Task instructions —
Return only the lines from the one containing "Look at the photo above. For each instance of the white" to the end of the entries below, exactly as written, both ends included.

Data for this task —
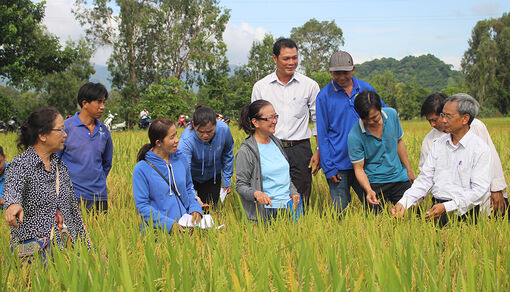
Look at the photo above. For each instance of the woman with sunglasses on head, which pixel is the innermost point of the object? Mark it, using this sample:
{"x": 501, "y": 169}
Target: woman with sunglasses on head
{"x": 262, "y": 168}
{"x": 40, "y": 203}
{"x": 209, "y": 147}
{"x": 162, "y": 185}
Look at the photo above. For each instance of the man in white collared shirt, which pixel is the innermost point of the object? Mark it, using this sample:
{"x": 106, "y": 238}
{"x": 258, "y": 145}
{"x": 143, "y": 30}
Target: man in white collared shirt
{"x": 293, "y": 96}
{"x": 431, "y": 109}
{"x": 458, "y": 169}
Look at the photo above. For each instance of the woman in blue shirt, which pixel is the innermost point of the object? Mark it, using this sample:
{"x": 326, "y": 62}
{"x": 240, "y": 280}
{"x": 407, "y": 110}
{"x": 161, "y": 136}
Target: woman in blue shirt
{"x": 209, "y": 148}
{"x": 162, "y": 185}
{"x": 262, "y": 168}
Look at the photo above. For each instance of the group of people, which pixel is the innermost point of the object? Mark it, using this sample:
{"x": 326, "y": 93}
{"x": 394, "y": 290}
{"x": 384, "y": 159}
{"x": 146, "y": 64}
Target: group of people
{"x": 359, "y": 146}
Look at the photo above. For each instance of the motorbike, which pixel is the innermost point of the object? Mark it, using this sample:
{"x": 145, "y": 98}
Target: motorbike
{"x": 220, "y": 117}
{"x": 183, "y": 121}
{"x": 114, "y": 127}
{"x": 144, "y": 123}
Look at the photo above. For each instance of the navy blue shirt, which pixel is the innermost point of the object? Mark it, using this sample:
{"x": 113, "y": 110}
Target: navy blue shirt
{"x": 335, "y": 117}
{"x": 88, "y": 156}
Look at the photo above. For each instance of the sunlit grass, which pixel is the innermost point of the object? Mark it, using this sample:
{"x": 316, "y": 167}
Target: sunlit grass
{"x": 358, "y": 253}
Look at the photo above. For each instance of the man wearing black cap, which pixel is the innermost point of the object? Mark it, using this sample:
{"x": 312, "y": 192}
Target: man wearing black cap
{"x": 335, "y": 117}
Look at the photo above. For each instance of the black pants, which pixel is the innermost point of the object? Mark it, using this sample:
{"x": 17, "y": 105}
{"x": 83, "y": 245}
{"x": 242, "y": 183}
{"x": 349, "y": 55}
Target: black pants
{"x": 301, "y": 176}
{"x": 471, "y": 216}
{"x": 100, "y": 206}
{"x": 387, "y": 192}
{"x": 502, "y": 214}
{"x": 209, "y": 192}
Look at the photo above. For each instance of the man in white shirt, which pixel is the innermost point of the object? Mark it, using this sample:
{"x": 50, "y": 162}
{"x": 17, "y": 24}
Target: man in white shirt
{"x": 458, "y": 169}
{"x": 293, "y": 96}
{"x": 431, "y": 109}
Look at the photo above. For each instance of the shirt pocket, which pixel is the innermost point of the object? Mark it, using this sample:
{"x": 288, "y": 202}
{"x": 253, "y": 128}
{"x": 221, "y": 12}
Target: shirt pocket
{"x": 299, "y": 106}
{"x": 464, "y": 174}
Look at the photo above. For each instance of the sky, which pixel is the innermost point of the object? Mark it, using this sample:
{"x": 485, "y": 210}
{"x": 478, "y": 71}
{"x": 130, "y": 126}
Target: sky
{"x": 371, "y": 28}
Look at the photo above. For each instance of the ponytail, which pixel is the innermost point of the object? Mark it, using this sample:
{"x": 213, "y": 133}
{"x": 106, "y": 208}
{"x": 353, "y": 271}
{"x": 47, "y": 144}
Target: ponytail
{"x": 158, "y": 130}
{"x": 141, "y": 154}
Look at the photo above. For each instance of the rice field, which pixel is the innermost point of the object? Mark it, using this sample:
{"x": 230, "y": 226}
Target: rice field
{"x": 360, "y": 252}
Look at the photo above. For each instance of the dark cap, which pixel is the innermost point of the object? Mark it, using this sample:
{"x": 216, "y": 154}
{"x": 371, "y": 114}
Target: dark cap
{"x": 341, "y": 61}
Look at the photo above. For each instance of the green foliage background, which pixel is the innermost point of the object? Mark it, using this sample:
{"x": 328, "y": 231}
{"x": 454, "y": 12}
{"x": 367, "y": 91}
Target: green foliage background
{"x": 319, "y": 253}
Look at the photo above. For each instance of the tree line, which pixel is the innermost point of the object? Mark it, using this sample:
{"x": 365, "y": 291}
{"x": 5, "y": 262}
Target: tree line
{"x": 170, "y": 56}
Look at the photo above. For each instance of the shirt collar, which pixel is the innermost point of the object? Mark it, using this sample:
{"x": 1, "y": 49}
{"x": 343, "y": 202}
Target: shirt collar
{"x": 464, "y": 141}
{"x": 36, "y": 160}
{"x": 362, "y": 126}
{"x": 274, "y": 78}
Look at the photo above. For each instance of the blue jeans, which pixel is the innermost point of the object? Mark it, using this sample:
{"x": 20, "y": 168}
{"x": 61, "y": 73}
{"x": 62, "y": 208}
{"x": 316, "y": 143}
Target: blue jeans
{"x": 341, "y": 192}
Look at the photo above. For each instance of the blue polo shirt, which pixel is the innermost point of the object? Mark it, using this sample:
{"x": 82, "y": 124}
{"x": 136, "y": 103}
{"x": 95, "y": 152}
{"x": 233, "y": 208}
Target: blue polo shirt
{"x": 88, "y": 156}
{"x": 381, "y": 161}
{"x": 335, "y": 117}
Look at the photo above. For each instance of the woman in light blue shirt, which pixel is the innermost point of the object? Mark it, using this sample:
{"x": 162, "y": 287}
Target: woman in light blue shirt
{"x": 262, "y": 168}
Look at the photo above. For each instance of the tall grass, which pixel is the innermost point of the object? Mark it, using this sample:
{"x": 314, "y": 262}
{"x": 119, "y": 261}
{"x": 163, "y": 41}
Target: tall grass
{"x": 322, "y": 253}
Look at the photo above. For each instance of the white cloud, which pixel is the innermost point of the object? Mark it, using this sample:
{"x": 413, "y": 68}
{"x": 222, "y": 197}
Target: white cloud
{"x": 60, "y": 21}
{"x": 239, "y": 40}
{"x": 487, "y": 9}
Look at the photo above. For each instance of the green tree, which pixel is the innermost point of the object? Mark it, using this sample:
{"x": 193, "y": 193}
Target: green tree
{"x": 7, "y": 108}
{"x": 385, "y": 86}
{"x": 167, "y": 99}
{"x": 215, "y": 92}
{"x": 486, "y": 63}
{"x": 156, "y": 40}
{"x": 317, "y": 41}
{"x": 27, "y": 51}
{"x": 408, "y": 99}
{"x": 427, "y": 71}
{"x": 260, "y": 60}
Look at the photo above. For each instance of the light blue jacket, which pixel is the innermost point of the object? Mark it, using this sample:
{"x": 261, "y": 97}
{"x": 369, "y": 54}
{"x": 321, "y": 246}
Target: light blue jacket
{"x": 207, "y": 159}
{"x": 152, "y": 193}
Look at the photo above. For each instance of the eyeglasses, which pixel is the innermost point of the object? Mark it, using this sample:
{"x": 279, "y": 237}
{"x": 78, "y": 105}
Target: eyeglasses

Problem solution —
Look at the photo above. For each instance of the white cloud, which pixel is the innermost point of the object? Mark it, using this sample:
{"x": 413, "y": 68}
{"x": 222, "y": 197}
Target: white cloud
{"x": 60, "y": 21}
{"x": 239, "y": 40}
{"x": 487, "y": 9}
Look at the photo above. For each instance of the green tree, which pixel is the innermost point of the object? Mark it, using this sample:
{"x": 193, "y": 193}
Target: green tree
{"x": 7, "y": 108}
{"x": 385, "y": 86}
{"x": 167, "y": 99}
{"x": 215, "y": 92}
{"x": 486, "y": 63}
{"x": 156, "y": 40}
{"x": 317, "y": 41}
{"x": 27, "y": 51}
{"x": 408, "y": 99}
{"x": 427, "y": 71}
{"x": 260, "y": 60}
Look at the photo above. For each instance of the light blue jacket, which pixel is the innermost point of the object? Mark it, using this sample:
{"x": 261, "y": 97}
{"x": 369, "y": 54}
{"x": 321, "y": 246}
Target: light blue jacket
{"x": 207, "y": 159}
{"x": 152, "y": 193}
Look at the photo above. For each instance of the eyeglasses, which pixel is the innermost point of the object? Mark it, using this sample:
{"x": 279, "y": 237}
{"x": 78, "y": 105}
Target: eyeglasses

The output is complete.